**Required action:** Exactly and without additions, transcribe the line that contains "positive clicks: (516, 163) (524, 168)" and every line after it in the data.

**Source data:**

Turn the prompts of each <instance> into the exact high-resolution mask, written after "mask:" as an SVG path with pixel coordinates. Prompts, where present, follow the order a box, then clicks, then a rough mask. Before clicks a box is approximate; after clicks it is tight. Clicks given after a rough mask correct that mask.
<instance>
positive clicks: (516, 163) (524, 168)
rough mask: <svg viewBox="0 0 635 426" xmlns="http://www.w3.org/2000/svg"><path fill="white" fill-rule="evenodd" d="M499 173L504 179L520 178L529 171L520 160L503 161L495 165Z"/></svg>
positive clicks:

**Task output:**
positive clicks: (516, 163) (524, 168)
rough mask: <svg viewBox="0 0 635 426" xmlns="http://www.w3.org/2000/svg"><path fill="white" fill-rule="evenodd" d="M499 173L504 179L520 178L529 171L520 160L503 161L495 165Z"/></svg>
positive clicks:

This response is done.